_Instructions to follow_
In the records below, identify each line that contains the string "paved" and copy those lines.

_Supplied data_
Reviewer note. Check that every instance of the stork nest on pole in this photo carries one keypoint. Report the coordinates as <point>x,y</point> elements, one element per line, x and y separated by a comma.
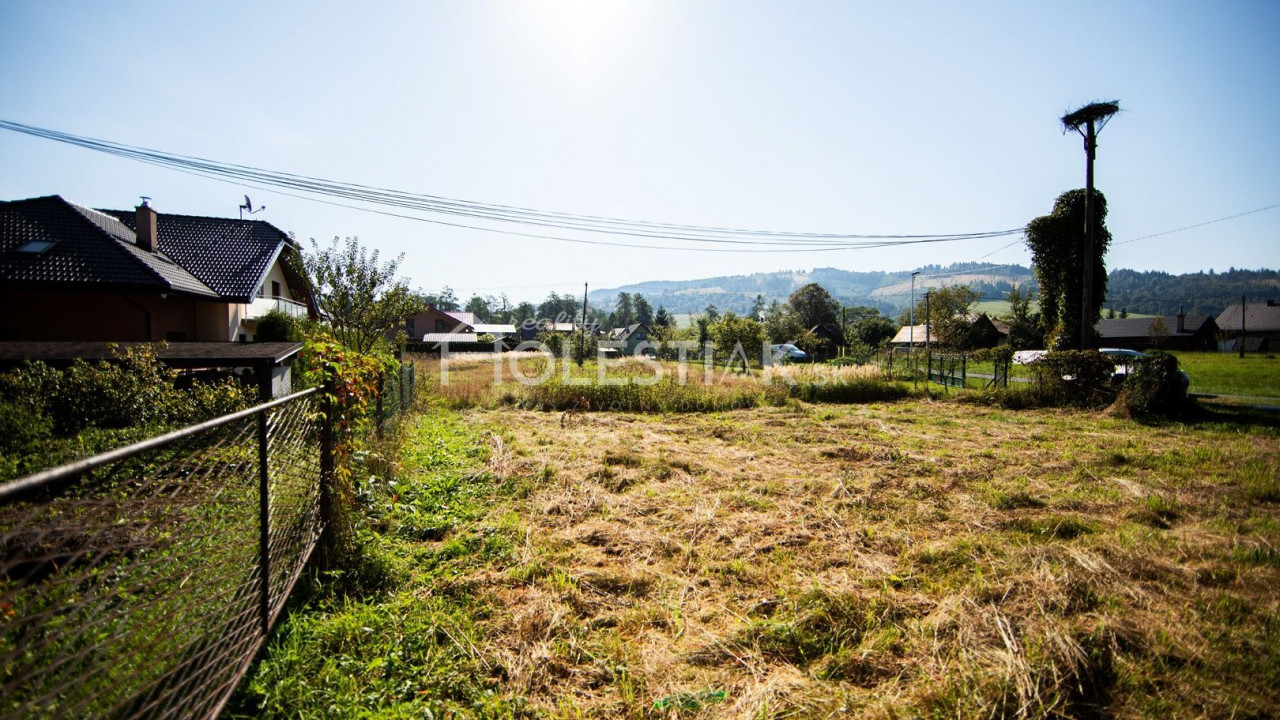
<point>1093,112</point>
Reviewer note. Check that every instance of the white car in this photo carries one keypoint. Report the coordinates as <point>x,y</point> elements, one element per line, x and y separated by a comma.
<point>787,351</point>
<point>1028,356</point>
<point>1125,359</point>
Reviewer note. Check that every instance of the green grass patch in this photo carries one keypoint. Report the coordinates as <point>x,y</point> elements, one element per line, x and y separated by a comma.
<point>1224,373</point>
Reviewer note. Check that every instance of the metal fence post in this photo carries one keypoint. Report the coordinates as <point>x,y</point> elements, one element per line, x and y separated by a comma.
<point>264,518</point>
<point>327,510</point>
<point>378,411</point>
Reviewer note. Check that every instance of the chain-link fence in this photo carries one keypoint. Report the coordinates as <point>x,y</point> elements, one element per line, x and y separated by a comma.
<point>140,583</point>
<point>396,392</point>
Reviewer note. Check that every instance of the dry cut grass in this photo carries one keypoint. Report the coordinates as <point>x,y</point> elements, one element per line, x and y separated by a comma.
<point>882,560</point>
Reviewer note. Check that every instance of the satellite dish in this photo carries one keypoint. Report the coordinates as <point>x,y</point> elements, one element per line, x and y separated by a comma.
<point>248,206</point>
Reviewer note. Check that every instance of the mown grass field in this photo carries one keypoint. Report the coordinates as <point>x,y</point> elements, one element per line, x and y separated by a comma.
<point>1224,373</point>
<point>908,559</point>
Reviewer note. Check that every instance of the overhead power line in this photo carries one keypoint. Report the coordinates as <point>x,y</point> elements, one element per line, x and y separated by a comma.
<point>768,241</point>
<point>1200,224</point>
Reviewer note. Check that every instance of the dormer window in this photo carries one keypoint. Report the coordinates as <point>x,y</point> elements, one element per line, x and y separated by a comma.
<point>36,246</point>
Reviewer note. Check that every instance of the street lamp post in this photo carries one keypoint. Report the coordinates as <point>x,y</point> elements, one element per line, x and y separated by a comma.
<point>912,326</point>
<point>1088,121</point>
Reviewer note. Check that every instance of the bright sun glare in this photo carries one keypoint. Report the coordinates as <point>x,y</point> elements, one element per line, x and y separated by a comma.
<point>588,37</point>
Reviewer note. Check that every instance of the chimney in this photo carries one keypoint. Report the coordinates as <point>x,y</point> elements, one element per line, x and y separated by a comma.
<point>146,226</point>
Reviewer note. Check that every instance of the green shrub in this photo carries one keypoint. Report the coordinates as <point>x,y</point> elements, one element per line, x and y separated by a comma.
<point>1074,377</point>
<point>1155,387</point>
<point>50,415</point>
<point>278,326</point>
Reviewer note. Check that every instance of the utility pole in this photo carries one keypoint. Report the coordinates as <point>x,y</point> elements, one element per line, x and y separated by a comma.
<point>928,365</point>
<point>581,342</point>
<point>844,329</point>
<point>1242,326</point>
<point>1092,117</point>
<point>912,319</point>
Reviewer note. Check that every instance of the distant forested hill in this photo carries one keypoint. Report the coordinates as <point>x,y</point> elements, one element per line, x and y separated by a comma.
<point>888,291</point>
<point>1197,294</point>
<point>1142,292</point>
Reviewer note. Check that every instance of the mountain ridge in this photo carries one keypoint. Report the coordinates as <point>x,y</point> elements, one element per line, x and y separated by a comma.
<point>1137,291</point>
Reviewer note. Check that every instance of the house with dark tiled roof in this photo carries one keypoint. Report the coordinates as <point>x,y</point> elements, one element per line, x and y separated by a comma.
<point>1256,324</point>
<point>629,337</point>
<point>72,273</point>
<point>987,332</point>
<point>1165,332</point>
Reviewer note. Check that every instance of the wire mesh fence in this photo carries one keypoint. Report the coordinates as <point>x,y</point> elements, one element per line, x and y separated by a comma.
<point>396,392</point>
<point>140,583</point>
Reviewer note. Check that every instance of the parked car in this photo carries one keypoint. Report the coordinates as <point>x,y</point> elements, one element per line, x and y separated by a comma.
<point>787,351</point>
<point>1125,359</point>
<point>1028,356</point>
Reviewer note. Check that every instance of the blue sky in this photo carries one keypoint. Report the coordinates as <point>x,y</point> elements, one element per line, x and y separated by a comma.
<point>817,117</point>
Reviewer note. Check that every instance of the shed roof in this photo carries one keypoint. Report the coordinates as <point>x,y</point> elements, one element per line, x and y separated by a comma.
<point>174,354</point>
<point>1141,327</point>
<point>1258,317</point>
<point>905,335</point>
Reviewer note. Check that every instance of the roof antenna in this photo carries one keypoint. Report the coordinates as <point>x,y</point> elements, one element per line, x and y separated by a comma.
<point>248,205</point>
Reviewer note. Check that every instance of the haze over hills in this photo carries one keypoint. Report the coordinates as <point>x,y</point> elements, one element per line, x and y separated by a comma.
<point>1144,292</point>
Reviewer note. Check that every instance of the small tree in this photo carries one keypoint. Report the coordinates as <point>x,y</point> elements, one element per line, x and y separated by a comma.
<point>947,310</point>
<point>362,297</point>
<point>1024,326</point>
<point>644,311</point>
<point>278,326</point>
<point>662,319</point>
<point>813,306</point>
<point>732,332</point>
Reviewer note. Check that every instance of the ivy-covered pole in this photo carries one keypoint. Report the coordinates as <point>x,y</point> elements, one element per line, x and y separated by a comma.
<point>1092,118</point>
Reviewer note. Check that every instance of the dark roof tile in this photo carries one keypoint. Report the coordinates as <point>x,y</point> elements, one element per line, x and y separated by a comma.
<point>232,256</point>
<point>1258,318</point>
<point>86,249</point>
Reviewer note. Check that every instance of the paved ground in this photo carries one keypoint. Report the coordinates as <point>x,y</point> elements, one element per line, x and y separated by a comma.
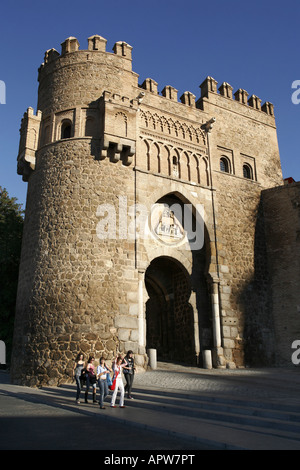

_Answer in full_
Reviewer note. Check that every instance of the paved ground in this photo carries one keypoint. Report the coordinates as <point>x,y</point> elements, one element per line, x and y separated by a comma.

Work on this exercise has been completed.